EXTRACTED TEXT -
·····
ANCHORAGE, Ky. (AP) — Two people killed in an officer-involved shooting in a wealthy Kentucky suburb are suspects in the homicide of an elderly widower in another city 60 miles away, officials said Wednesday.
Investigators from three jurisdictions are still piecing together the series of events Tuesday night that left three dead, including a 74-year-old man fatally stabbed in his home in Hardin County and two people police believe are connected to that homicide — a man and a woman later killed in a confrontation with police.
Hardin County Chief Deputy David Lee said police officers in Anchorage, Kentucky, a suburb of Louisville, called his county's dispatchers about 7 p.m. Tuesday to report a car abandoned near a field.
A deputy was dispatched to check on the registered owner of that car. The deputy peered through the window of the home, where 74-year-old Lewis Hoskinson lives alone since his wife passed away. The deputy saw signs of foul play and called in backup.
"The house was ransacked, everything was in disarray," Lee said.
The deputies entered and discovered Hoskinson dead. He had been stabbed with a very large knife, Lee said.
Meanwhile, officers with the Anchorage Police Department investigated around the stolen car, abandoned near a gravel drive that leads to a field behind the back lawns of stately houses. At some point, they encountered the two suspects.
·····
Image point annotation entries
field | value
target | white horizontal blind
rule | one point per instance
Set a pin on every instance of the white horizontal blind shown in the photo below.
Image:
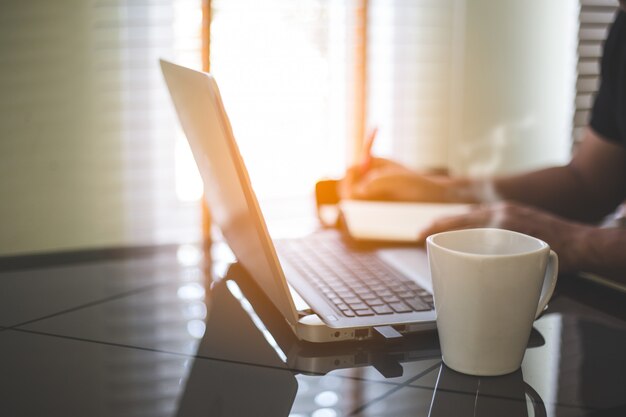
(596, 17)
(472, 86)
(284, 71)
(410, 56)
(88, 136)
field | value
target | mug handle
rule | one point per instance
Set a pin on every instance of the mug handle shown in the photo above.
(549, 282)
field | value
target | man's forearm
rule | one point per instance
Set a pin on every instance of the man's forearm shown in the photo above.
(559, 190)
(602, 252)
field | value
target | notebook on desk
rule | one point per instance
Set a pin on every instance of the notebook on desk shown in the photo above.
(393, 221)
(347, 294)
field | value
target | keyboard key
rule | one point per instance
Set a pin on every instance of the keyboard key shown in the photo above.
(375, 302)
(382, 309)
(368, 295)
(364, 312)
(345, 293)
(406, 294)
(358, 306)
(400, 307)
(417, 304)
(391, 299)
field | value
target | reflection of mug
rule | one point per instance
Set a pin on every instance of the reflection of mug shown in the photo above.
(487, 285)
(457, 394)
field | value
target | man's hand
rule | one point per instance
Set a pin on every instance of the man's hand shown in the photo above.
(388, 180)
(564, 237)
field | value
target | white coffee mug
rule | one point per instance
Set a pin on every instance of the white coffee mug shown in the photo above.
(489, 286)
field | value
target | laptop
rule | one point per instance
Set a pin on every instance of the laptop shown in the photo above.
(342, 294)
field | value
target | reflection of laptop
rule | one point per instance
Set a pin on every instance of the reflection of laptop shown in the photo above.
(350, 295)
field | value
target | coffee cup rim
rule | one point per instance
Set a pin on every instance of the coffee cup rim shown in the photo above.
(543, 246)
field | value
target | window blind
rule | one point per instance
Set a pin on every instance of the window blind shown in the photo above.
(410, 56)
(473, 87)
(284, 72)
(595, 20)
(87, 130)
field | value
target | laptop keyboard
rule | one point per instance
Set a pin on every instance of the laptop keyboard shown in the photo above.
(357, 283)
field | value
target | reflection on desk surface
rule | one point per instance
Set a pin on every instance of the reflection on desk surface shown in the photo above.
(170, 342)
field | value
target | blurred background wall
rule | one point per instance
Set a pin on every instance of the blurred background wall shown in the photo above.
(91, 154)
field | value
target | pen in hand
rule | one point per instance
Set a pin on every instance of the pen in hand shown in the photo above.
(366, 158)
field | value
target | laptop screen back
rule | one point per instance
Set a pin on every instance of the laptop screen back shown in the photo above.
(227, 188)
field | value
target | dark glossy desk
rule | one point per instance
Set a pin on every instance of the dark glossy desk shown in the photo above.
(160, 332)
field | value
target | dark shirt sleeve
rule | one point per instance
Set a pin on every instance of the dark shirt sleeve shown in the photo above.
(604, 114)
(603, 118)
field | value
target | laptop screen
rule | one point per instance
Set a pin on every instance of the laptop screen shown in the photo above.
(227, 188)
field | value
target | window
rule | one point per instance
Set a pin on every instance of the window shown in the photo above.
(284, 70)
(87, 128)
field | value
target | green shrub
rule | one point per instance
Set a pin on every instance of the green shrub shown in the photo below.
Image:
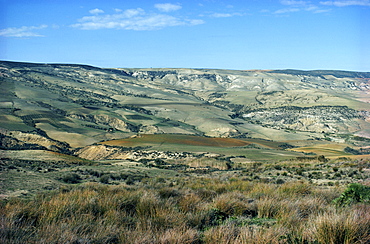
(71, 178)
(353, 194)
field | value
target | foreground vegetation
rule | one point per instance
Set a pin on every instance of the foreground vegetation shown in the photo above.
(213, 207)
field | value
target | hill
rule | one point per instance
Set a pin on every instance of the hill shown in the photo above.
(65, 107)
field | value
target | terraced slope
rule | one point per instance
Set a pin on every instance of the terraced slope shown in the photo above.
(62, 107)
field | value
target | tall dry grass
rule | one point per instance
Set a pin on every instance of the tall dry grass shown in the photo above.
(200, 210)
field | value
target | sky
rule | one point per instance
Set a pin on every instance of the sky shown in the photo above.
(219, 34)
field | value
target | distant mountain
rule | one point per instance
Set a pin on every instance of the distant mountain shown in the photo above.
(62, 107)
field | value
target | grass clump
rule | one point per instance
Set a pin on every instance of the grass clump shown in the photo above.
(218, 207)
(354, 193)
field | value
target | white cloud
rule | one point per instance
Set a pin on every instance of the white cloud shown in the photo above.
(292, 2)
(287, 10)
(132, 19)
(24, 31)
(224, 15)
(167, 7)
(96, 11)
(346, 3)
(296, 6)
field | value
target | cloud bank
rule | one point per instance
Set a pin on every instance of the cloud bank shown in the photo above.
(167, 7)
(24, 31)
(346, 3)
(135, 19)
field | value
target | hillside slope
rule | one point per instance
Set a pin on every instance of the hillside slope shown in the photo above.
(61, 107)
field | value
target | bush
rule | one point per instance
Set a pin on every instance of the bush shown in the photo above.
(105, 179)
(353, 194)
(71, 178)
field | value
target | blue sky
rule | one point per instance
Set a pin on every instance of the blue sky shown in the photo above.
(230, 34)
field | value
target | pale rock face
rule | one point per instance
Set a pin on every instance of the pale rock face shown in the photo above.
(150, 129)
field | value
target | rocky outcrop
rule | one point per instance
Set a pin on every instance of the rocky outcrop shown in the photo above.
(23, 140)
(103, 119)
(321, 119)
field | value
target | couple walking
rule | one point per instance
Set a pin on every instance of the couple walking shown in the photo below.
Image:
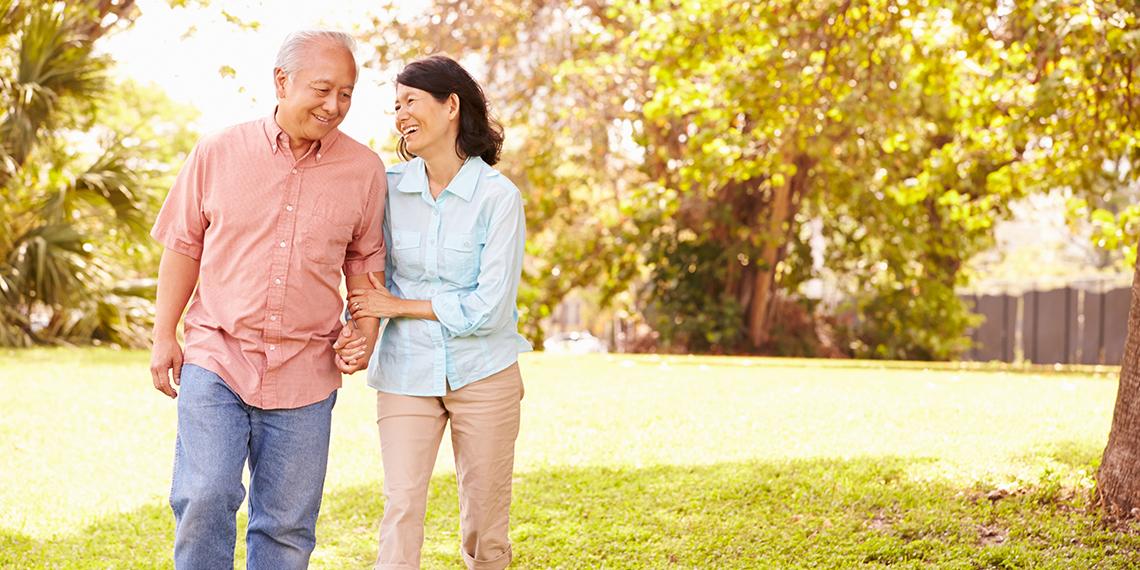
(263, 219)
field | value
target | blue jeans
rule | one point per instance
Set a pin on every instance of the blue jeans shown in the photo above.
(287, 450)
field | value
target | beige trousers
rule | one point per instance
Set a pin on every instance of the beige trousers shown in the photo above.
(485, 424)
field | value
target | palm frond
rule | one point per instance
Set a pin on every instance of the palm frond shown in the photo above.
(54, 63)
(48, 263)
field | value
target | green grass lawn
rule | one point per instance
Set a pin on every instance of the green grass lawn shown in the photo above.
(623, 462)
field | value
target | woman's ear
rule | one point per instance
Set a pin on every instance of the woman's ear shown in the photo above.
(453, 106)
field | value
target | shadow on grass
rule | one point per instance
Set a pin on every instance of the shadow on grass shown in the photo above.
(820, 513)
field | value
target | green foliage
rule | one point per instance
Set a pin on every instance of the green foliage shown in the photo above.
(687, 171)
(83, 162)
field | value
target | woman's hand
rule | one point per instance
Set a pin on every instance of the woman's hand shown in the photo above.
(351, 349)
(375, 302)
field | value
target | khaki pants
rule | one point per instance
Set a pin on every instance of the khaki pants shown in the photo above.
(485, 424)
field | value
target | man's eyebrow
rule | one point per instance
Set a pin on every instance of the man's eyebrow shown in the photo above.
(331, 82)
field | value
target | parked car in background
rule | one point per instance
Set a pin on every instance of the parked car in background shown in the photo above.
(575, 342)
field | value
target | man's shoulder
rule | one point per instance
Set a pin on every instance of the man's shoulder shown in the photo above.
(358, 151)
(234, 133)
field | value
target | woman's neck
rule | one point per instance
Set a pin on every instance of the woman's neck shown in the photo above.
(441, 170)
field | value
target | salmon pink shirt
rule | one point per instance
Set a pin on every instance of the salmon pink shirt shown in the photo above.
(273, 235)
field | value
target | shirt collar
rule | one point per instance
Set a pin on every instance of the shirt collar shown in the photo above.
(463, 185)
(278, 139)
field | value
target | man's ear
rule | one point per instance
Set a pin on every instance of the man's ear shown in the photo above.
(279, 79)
·····
WHAT YOU NEED TO DO -
A) Retype the part of the Kentucky shooting news report starting with "Hardin County Chief" and going on through "the two suspects.".
B) Show every line in the entries that contains the word "distant".

FULL SOLUTIONS -
A)
Hardin County Chief Deputy David Lee said police officers in Anchorage, Kentucky, a suburb of Louisville, called his county's dispatchers about 7 p.m. Tuesday to report a car abandoned near a field.
A deputy was dispatched to check on the registered owner of that car. The deputy peered through the window of the home, where 74-year-old Lewis Hoskinson lives alone since his wife passed away. The deputy saw signs of foul play and called in backup.
"The house was ransacked, everything was in disarray," Lee said.
The deputies entered and discovered Hoskinson dead. He had been stabbed with a very large knife, Lee said.
Meanwhile, officers with the Anchorage Police Department investigated around the stolen car, abandoned near a gravel drive that leads to a field behind the back lawns of stately houses. At some point, they encountered the two suspects.

B)
target | distant mountain
Set a pin on every instance of the distant mountain shown in the photo above.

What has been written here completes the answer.